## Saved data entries
———

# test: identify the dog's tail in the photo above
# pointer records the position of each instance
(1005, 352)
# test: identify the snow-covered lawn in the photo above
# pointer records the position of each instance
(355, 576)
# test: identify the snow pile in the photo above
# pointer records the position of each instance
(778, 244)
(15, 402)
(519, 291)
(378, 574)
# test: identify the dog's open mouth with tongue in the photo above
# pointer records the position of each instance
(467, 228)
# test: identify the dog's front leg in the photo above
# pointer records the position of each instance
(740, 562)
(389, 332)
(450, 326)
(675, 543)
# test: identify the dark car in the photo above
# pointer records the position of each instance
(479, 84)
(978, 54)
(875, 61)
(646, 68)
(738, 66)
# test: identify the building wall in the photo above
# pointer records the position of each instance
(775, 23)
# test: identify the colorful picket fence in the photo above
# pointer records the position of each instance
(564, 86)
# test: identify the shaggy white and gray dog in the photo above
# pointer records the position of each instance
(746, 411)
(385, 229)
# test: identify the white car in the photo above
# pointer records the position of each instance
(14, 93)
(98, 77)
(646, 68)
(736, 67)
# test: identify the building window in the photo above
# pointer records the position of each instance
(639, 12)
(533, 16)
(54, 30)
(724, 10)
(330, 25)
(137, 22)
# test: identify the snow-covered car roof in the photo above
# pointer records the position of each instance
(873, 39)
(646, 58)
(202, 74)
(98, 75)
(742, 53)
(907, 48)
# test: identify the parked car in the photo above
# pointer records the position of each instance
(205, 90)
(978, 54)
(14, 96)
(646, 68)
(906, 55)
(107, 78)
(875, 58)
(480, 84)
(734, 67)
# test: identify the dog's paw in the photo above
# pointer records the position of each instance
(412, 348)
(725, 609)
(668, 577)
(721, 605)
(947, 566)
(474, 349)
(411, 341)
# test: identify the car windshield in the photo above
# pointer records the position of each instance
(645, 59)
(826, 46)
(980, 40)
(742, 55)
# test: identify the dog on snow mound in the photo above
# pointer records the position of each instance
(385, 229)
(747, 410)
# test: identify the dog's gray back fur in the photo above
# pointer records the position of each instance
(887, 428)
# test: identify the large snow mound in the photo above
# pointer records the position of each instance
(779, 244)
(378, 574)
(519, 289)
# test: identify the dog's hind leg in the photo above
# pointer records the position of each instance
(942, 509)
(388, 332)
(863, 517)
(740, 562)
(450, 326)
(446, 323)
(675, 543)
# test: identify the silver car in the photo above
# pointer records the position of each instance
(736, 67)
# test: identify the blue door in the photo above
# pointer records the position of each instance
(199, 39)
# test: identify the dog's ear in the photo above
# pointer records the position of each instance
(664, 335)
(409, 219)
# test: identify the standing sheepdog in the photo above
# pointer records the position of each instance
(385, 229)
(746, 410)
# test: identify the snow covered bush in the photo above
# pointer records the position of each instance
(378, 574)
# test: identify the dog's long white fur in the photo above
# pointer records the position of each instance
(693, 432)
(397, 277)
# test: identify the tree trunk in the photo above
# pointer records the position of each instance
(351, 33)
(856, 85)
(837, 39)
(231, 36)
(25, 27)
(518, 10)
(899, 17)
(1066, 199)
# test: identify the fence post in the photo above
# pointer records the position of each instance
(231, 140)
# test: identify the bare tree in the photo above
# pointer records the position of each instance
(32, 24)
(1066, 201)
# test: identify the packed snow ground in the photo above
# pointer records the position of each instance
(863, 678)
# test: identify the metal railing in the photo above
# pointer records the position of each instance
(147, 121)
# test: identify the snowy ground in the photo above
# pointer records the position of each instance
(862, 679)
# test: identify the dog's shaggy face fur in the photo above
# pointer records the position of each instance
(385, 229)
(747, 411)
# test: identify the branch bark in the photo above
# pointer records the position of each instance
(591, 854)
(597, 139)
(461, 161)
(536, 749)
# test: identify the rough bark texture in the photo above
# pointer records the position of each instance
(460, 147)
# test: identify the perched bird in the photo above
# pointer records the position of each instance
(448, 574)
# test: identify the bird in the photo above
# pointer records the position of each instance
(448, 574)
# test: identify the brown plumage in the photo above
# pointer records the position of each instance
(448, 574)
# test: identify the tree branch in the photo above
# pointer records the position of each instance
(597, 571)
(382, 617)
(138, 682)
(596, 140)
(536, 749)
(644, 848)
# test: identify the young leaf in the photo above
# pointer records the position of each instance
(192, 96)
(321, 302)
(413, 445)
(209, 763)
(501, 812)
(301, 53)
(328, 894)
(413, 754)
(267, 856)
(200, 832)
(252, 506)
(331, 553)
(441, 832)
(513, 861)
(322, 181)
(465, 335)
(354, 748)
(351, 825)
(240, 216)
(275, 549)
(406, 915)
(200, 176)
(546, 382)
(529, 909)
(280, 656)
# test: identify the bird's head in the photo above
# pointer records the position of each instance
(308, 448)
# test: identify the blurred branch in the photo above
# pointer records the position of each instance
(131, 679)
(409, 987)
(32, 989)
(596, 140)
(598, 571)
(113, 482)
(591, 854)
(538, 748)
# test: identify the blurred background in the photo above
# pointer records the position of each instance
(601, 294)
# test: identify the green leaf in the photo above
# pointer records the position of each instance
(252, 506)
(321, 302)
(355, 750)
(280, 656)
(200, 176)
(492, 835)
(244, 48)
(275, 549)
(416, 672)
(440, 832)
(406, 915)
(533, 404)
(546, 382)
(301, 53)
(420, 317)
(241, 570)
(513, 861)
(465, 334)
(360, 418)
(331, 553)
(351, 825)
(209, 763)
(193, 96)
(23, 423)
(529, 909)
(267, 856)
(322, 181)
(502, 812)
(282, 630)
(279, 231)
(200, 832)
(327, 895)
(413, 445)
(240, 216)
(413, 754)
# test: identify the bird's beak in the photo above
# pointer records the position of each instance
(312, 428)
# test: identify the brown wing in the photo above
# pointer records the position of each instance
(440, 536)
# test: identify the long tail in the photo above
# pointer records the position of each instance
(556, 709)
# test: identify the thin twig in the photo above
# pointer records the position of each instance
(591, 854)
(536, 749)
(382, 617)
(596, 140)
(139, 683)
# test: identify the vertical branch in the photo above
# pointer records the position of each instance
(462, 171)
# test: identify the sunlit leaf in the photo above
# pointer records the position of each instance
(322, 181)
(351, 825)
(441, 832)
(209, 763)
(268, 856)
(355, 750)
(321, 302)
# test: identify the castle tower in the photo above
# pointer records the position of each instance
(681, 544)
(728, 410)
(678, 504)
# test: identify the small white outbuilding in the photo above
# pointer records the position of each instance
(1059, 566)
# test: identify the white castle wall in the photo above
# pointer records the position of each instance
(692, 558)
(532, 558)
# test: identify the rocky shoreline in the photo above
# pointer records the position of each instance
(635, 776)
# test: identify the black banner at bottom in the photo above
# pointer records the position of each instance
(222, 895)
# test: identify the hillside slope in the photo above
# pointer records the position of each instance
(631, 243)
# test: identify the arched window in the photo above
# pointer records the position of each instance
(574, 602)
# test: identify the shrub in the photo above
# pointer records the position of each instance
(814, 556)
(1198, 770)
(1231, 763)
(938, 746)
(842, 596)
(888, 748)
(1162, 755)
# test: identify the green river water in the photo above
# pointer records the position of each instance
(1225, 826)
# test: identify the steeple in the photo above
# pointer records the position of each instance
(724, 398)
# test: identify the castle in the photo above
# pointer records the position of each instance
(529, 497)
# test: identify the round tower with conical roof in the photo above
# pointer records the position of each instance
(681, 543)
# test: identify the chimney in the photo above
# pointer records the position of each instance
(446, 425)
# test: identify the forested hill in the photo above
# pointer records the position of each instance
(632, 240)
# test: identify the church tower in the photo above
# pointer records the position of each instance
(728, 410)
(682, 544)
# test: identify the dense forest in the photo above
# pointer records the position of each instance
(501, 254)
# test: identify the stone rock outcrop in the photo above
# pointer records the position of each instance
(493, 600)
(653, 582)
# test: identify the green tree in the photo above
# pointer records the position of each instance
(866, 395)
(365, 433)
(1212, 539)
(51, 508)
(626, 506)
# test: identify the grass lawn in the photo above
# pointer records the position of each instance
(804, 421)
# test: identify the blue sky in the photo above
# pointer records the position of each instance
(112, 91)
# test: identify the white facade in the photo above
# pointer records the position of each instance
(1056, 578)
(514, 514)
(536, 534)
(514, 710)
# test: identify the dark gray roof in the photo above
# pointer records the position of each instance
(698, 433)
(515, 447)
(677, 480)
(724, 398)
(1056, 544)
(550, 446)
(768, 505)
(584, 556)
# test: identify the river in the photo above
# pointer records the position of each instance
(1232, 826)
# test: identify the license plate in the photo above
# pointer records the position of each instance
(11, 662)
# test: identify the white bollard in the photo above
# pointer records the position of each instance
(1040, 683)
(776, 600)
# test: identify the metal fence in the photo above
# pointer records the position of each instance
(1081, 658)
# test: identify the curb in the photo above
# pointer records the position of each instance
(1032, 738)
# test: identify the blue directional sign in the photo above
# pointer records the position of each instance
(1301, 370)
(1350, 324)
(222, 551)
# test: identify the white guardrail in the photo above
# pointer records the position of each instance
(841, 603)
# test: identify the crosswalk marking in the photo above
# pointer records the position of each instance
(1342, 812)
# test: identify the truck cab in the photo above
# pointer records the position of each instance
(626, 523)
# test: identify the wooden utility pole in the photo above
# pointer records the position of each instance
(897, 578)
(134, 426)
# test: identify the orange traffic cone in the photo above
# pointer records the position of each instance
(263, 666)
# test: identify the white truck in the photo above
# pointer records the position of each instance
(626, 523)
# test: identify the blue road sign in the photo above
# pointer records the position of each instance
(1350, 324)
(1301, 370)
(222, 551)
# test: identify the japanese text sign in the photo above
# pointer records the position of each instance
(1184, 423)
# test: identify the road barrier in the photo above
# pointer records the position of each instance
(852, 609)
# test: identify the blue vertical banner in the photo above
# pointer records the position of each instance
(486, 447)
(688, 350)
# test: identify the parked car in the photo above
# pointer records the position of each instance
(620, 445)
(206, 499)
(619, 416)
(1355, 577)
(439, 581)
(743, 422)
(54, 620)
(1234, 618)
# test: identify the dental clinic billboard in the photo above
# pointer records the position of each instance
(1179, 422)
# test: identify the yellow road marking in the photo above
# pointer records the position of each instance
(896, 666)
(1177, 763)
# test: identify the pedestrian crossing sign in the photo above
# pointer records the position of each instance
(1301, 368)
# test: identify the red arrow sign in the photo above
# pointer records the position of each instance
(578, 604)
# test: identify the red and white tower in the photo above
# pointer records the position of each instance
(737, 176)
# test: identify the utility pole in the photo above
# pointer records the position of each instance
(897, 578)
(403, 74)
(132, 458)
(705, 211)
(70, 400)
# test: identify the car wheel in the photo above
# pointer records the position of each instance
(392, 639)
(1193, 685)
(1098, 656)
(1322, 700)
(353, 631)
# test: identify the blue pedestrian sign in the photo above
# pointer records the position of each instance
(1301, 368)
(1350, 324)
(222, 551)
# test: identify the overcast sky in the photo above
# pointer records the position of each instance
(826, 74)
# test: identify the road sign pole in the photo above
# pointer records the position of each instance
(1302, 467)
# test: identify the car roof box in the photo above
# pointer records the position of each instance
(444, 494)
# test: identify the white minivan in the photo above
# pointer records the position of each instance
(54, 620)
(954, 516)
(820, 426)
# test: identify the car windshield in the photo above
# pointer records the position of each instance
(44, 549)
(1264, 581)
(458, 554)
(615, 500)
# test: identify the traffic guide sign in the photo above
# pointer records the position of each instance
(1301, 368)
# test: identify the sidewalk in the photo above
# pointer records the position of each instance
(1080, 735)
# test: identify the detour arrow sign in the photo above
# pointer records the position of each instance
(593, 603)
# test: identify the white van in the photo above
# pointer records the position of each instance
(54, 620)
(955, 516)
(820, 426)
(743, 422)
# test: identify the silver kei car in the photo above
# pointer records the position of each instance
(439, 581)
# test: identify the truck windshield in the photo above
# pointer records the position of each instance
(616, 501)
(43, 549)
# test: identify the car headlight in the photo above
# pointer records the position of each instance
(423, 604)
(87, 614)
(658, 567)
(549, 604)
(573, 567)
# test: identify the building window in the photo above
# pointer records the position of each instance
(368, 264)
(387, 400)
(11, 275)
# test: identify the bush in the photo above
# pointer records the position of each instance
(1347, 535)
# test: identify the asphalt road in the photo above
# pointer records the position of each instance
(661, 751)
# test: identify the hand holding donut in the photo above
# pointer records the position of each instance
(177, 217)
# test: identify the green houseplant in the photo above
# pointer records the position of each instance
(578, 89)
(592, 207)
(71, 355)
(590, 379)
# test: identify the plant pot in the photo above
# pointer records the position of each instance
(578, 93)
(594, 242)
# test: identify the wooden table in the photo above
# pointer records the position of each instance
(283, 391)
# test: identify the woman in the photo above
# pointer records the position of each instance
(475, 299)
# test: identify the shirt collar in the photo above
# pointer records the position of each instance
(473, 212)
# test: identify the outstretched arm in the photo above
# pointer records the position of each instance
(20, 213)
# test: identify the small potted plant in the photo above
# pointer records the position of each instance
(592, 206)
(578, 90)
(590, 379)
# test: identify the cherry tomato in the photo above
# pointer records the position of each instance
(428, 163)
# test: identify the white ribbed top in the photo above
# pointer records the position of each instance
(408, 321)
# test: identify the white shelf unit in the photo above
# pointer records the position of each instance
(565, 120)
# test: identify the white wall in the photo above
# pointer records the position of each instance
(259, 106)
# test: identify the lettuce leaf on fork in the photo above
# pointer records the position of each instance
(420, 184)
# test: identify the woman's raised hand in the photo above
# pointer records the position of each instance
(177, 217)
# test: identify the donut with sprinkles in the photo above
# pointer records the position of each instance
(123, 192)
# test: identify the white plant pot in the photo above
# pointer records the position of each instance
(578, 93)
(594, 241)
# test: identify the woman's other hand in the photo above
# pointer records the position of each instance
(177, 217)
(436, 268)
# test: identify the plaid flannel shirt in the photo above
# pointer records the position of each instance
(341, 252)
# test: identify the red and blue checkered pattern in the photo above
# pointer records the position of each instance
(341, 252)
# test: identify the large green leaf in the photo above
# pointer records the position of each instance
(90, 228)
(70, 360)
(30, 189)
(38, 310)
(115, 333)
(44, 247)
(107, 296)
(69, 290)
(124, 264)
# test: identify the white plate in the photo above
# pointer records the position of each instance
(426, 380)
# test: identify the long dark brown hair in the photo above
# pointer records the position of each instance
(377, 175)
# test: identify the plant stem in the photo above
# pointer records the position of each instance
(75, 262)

———

## PROBLEM DESCRIPTION
Reproduce only the lines between the line containing "# test: identify the white wall" and the last line of the records, those two lines included, exactly.

## PROBLEM SOLUTION
# test: identify the white wall in the photo above
# pointer records the position of each instance
(259, 106)
# test: identify the lettuce leaf on fork in the photo above
# pointer records the position of each instance
(420, 184)
# test: identify the woman's raised hand in the photo above
# pointer records the position of each instance
(177, 217)
# test: identify the donut with sprinkles in the photo above
# pointer records the position of each instance
(123, 192)
# test: identify the white plant pot in the photo above
# pointer records the position of each instance
(578, 93)
(594, 241)
# test: identify the woman's other hand in the photo above
# pointer records the position of each instance
(177, 217)
(436, 268)
# test: identify the plaid flannel shirt in the photo above
# pointer records the position of each instance
(341, 252)
# test: identify the red and blue checkered pattern in the photo above
# pointer records the position of each instance
(341, 252)
# test: identify the large green leaf in the photo above
# pointer records the position of each instance
(90, 228)
(70, 360)
(30, 189)
(38, 310)
(115, 333)
(44, 247)
(107, 296)
(69, 290)
(124, 264)
# test: identify the white plate in the photo above
# pointer records the position of each instance
(426, 380)
# test: identify the long dark brown hair in the photo above
# pointer records the position of each instance
(377, 175)
# test: identify the plant stem in the photo above
# pointer records the position of each instance
(75, 262)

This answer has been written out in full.